┌─ Records to process

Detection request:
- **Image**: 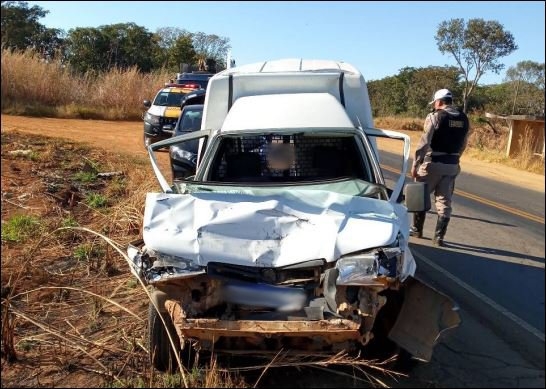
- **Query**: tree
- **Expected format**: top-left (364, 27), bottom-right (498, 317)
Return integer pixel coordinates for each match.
top-left (1, 1), bottom-right (64, 58)
top-left (505, 61), bottom-right (544, 115)
top-left (67, 23), bottom-right (157, 72)
top-left (192, 32), bottom-right (231, 71)
top-left (368, 66), bottom-right (460, 117)
top-left (435, 19), bottom-right (518, 112)
top-left (154, 27), bottom-right (196, 72)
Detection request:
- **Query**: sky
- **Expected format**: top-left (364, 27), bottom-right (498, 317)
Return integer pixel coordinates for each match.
top-left (27, 1), bottom-right (546, 85)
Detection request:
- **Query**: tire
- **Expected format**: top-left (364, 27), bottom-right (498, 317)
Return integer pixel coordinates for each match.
top-left (362, 290), bottom-right (417, 373)
top-left (148, 302), bottom-right (197, 373)
top-left (148, 302), bottom-right (180, 373)
top-left (144, 134), bottom-right (152, 149)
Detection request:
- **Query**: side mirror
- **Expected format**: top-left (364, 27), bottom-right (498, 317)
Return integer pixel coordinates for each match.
top-left (404, 182), bottom-right (430, 212)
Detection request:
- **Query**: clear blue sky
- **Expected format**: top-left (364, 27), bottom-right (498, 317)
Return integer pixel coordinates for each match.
top-left (28, 1), bottom-right (546, 85)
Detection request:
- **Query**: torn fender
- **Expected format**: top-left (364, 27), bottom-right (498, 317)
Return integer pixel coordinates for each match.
top-left (389, 277), bottom-right (461, 362)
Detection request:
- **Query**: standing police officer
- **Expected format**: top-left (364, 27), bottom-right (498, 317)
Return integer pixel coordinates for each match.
top-left (410, 89), bottom-right (470, 246)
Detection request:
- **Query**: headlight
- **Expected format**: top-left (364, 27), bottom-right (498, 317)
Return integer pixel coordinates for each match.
top-left (144, 112), bottom-right (159, 125)
top-left (171, 147), bottom-right (197, 165)
top-left (146, 252), bottom-right (205, 284)
top-left (336, 253), bottom-right (379, 285)
top-left (336, 247), bottom-right (402, 285)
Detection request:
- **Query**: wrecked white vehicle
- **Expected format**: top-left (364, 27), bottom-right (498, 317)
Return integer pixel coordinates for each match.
top-left (128, 60), bottom-right (459, 370)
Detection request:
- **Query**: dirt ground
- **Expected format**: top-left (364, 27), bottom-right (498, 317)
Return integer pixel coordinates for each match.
top-left (1, 115), bottom-right (545, 192)
top-left (1, 115), bottom-right (544, 387)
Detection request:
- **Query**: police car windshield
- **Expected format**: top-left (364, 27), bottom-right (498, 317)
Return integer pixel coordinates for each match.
top-left (154, 92), bottom-right (184, 107)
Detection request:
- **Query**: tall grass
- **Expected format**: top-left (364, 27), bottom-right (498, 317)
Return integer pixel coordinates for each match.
top-left (1, 49), bottom-right (173, 120)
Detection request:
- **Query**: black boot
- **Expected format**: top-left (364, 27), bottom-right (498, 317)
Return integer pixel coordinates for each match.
top-left (432, 216), bottom-right (449, 246)
top-left (410, 212), bottom-right (427, 238)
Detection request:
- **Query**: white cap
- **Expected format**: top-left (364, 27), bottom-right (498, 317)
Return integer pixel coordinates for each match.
top-left (429, 89), bottom-right (453, 104)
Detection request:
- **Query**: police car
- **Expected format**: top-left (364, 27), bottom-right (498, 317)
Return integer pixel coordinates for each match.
top-left (142, 81), bottom-right (201, 147)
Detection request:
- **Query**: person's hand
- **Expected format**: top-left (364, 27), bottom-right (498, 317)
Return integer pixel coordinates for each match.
top-left (410, 166), bottom-right (417, 178)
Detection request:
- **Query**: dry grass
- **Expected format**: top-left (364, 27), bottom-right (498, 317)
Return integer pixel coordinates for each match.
top-left (1, 49), bottom-right (172, 120)
top-left (374, 117), bottom-right (544, 175)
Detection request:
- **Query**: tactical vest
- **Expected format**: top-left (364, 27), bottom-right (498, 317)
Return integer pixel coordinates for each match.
top-left (430, 109), bottom-right (469, 154)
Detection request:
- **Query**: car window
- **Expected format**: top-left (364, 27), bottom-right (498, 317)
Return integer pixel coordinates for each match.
top-left (174, 108), bottom-right (203, 135)
top-left (209, 134), bottom-right (370, 182)
top-left (154, 92), bottom-right (184, 107)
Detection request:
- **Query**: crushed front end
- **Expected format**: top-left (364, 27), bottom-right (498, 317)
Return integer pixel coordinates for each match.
top-left (128, 189), bottom-right (458, 360)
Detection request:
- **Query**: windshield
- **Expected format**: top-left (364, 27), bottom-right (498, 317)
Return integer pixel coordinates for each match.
top-left (173, 178), bottom-right (388, 200)
top-left (203, 132), bottom-right (373, 183)
top-left (173, 105), bottom-right (203, 136)
top-left (171, 131), bottom-right (388, 199)
top-left (154, 92), bottom-right (185, 107)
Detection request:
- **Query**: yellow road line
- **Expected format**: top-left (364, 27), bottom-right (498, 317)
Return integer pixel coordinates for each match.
top-left (381, 165), bottom-right (544, 224)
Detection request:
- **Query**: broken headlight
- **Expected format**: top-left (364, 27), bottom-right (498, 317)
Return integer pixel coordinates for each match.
top-left (336, 247), bottom-right (402, 285)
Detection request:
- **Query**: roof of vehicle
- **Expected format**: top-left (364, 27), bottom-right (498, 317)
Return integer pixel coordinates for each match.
top-left (176, 71), bottom-right (214, 80)
top-left (202, 58), bottom-right (373, 130)
top-left (221, 93), bottom-right (354, 132)
top-left (158, 84), bottom-right (199, 93)
top-left (218, 58), bottom-right (360, 76)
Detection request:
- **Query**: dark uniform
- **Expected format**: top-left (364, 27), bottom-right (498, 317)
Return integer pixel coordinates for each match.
top-left (411, 105), bottom-right (470, 242)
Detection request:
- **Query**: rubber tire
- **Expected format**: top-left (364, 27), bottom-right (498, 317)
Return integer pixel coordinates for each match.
top-left (148, 302), bottom-right (181, 373)
top-left (362, 290), bottom-right (417, 373)
top-left (144, 134), bottom-right (153, 149)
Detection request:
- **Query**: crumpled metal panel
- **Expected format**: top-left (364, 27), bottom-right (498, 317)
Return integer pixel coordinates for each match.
top-left (143, 189), bottom-right (414, 278)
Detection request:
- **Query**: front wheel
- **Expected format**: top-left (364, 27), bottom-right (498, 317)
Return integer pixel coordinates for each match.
top-left (144, 134), bottom-right (152, 149)
top-left (148, 302), bottom-right (197, 373)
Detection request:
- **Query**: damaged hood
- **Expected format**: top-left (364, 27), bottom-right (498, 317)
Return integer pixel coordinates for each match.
top-left (143, 189), bottom-right (407, 267)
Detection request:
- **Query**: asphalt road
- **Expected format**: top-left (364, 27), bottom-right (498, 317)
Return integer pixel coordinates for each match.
top-left (244, 153), bottom-right (545, 388)
top-left (374, 149), bottom-right (545, 388)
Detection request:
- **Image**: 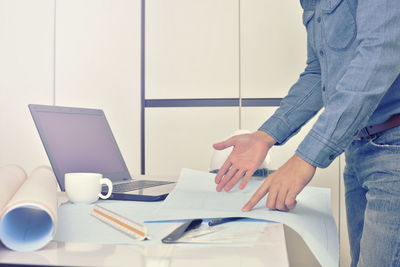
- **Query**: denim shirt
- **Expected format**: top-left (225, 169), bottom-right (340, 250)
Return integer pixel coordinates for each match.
top-left (259, 0), bottom-right (400, 168)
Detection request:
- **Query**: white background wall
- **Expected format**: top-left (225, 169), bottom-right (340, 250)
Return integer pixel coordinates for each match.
top-left (0, 0), bottom-right (349, 266)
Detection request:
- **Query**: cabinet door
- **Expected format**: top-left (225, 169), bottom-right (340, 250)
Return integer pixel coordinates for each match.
top-left (145, 107), bottom-right (239, 176)
top-left (146, 0), bottom-right (239, 99)
top-left (242, 107), bottom-right (340, 225)
top-left (56, 0), bottom-right (141, 174)
top-left (0, 0), bottom-right (54, 172)
top-left (240, 0), bottom-right (306, 98)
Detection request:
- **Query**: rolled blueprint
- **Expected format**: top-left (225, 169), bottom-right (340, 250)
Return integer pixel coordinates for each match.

└─

**Goal**
Please copy out the rows again, requests included, from the start of the rows up to and including the line with "top-left (27, 1), bottom-right (546, 85)", and adjust every bounding-box coordinate in the answers by adding -105. Leave the requests and their format samples unchanged, and leave the pictures out.

**Answer**
Detection request:
- **Image**: 
- **Query**: tree
- **Expected format**: top-left (364, 27), bottom-right (498, 317)
Return integer pixel coordinates for each match.
top-left (-104, -104), bottom-right (-41, -47)
top-left (400, -44), bottom-right (439, 10)
top-left (-38, -82), bottom-right (52, -33)
top-left (87, -73), bottom-right (126, -34)
top-left (263, -39), bottom-right (355, 12)
top-left (330, -86), bottom-right (413, 7)
top-left (49, -78), bottom-right (91, -33)
Detection request:
- **Query**: sky
- **Expected format**: top-left (364, 27), bottom-right (498, 317)
Return integer pixel coordinates for each match.
top-left (-78, -104), bottom-right (441, -20)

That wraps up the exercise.